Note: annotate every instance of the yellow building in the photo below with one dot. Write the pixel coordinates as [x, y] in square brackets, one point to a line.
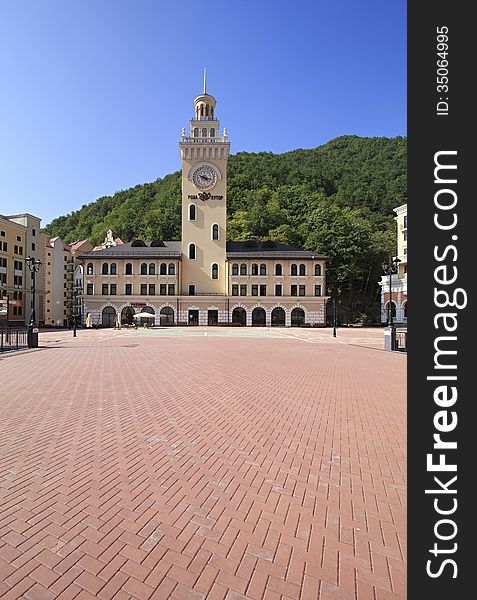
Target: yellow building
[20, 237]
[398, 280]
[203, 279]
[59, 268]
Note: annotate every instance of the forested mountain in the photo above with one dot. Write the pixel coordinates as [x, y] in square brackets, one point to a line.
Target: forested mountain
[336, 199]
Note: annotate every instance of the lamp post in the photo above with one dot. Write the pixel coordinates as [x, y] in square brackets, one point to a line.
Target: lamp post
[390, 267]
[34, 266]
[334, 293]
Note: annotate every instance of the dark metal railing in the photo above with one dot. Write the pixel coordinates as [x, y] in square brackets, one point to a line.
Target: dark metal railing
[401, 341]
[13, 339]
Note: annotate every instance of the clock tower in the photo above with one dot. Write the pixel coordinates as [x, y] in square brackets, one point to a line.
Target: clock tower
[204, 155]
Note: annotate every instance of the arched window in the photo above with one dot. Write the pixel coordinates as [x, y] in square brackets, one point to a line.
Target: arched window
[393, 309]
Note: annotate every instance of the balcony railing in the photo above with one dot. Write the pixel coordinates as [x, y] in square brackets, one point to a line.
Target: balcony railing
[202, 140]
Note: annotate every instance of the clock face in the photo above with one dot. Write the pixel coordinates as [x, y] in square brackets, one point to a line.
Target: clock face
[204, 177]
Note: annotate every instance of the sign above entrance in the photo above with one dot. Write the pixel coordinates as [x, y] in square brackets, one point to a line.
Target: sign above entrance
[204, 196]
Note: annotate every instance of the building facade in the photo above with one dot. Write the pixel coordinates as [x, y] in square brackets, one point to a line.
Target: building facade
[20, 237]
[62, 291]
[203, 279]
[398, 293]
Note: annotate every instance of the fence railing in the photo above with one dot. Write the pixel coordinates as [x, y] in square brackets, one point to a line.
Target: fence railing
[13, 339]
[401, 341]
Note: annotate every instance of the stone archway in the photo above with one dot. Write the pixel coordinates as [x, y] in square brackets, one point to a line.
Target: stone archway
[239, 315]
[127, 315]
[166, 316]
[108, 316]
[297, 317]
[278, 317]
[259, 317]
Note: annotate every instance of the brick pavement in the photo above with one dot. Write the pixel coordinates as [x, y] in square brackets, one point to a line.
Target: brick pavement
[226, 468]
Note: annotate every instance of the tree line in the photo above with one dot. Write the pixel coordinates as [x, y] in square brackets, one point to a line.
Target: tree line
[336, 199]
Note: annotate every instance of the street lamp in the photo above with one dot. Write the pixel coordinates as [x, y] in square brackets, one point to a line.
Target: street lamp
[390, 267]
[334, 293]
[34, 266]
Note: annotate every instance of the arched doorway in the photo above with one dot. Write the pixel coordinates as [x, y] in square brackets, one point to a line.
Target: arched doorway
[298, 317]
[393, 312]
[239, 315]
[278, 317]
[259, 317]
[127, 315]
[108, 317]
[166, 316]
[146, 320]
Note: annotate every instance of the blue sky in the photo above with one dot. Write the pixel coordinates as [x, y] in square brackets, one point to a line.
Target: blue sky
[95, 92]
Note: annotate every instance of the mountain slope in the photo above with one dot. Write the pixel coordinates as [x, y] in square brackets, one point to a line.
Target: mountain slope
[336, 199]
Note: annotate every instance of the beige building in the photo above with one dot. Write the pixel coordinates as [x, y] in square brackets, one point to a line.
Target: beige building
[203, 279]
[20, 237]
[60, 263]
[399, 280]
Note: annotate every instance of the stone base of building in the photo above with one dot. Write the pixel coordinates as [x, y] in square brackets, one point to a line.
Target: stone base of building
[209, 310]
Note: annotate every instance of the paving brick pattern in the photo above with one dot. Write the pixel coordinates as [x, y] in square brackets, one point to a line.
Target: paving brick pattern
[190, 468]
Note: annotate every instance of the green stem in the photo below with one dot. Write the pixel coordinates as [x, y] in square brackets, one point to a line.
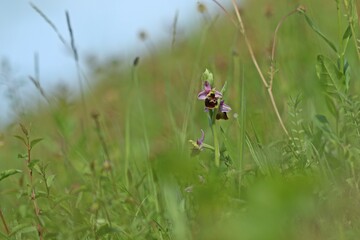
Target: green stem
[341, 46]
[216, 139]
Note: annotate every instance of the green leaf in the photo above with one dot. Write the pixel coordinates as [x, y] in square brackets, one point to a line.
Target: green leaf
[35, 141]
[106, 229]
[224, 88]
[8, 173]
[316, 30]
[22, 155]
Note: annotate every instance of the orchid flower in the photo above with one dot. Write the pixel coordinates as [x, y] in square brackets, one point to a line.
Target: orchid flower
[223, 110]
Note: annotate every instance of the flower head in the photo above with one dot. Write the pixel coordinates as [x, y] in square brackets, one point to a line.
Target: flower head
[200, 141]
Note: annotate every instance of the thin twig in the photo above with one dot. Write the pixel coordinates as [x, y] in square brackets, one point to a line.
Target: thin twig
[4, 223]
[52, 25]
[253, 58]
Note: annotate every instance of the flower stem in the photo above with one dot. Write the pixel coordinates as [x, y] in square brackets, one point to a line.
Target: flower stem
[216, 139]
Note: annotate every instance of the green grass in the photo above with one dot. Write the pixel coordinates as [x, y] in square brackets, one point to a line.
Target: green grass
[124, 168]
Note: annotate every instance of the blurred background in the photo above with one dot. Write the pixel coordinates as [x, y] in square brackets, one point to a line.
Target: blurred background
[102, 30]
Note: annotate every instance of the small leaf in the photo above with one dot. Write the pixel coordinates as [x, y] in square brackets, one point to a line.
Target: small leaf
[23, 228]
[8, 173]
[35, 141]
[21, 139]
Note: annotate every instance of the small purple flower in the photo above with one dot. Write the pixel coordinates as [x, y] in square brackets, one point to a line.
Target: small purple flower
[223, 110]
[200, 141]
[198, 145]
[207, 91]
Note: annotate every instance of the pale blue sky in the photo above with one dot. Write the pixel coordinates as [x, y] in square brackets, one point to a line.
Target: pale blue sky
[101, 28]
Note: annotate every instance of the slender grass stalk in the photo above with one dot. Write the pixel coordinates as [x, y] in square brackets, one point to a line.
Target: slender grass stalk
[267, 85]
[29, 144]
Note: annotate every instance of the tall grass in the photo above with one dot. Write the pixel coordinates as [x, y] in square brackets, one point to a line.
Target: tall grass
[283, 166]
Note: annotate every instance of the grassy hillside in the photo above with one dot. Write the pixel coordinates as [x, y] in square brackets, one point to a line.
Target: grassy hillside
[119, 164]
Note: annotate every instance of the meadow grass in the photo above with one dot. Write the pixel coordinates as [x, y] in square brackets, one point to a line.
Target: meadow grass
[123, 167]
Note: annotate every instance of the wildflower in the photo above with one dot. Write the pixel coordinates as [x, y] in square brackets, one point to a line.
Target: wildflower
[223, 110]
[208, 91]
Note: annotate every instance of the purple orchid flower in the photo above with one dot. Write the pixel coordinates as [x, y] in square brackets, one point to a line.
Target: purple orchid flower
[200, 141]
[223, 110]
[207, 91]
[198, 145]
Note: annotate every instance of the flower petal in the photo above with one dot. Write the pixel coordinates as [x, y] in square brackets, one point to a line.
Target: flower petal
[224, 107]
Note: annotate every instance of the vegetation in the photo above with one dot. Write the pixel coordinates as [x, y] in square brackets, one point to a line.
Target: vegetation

= = =

TASK OBJECTIVE: Restate word for word the lines from the one holding "Note: annotate every instance of the tall" to the end of the listing, both ends included, and nothing more.

OUTPUT BELOW:
Note: annotate every instance of the tall grass in the photo above with one dot. Write the pixel coordinates as [x, y] in square brackets, one point to a line.
Target: tall grass
[283, 166]
Note: annotate every instance of the grassy hillside in the photo above with one dot. Write the pixel coordinates as [x, y] in square brackets, one point to a line.
Target: grassy hillside
[119, 164]
Note: annotate every instance of the meadow grass in the photo above with one dot. Write the pixel coordinates as [x, y] in square brackets, one point to a line.
Target: meadow grass
[123, 167]
Note: annotate every instance of the wildflower in the photo above with one dot. Write the pixel coordinates as [x, y] in square brackets, one point to a line.
Target: wildflower
[223, 110]
[208, 91]
Note: annotate every instance of the purple orchid flower in the photo above with one dot. Write the pixel coordinates as [x, y] in square brackets, one point to a line.
Target: purple orchid flower
[200, 141]
[223, 110]
[207, 91]
[198, 145]
Note: annotate every instance of the flower petal in the photo above with one dot. Write the pixel coordinates as [x, y] in square brackets, one point to a line.
Target: flower petal
[224, 107]
Note: annotate every instance of the vegetation in the photo above with one dot. Write the pixel coordinates as [x, y] in square brackets, one point to a line.
Target: vegetation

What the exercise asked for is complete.